§ EXERCISE BRIEF
Lines from the one containing "Target: black trousers" through the end of the data are to be returned exactly, and no others.
DATASET: Begin
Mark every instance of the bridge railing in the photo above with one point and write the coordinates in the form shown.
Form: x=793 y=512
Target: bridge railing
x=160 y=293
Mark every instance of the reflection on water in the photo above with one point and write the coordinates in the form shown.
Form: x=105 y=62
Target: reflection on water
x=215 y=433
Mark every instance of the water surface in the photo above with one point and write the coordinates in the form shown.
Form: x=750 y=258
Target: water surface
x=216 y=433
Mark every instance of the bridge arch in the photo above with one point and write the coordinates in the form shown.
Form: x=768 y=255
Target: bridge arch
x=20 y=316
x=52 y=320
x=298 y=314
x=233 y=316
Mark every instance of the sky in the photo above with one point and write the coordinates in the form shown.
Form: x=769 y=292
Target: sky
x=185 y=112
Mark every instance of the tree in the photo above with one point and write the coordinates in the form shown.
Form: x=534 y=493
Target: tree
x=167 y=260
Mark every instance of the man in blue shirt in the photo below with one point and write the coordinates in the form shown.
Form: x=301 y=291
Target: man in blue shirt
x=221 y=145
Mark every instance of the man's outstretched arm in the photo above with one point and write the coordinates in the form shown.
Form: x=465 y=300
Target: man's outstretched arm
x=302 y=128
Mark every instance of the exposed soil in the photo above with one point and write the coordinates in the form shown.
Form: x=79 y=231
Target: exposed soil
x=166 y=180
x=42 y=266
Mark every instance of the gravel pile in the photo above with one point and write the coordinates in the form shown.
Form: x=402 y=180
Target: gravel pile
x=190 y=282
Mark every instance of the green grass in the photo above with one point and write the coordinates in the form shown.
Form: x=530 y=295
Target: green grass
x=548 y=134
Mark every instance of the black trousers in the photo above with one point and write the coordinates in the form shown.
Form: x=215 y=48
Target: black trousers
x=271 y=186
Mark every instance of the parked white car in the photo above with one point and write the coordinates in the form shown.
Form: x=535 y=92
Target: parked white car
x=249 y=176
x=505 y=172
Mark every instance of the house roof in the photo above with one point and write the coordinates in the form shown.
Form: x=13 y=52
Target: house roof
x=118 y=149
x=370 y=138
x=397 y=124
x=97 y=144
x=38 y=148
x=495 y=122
DATASET: End
§ TASK RESPONSE
Target: black trousers
x=271 y=186
Mark every instance of the parked white car in the photo above with one point and write the coordinates in the form shown.
Form: x=535 y=92
Target: parked white car
x=249 y=176
x=505 y=172
Mark every instance of the house roof in the photo above with one point and write the coordinates in the form shown.
Form: x=13 y=52
Target: house roof
x=118 y=149
x=370 y=138
x=397 y=124
x=97 y=144
x=38 y=148
x=495 y=122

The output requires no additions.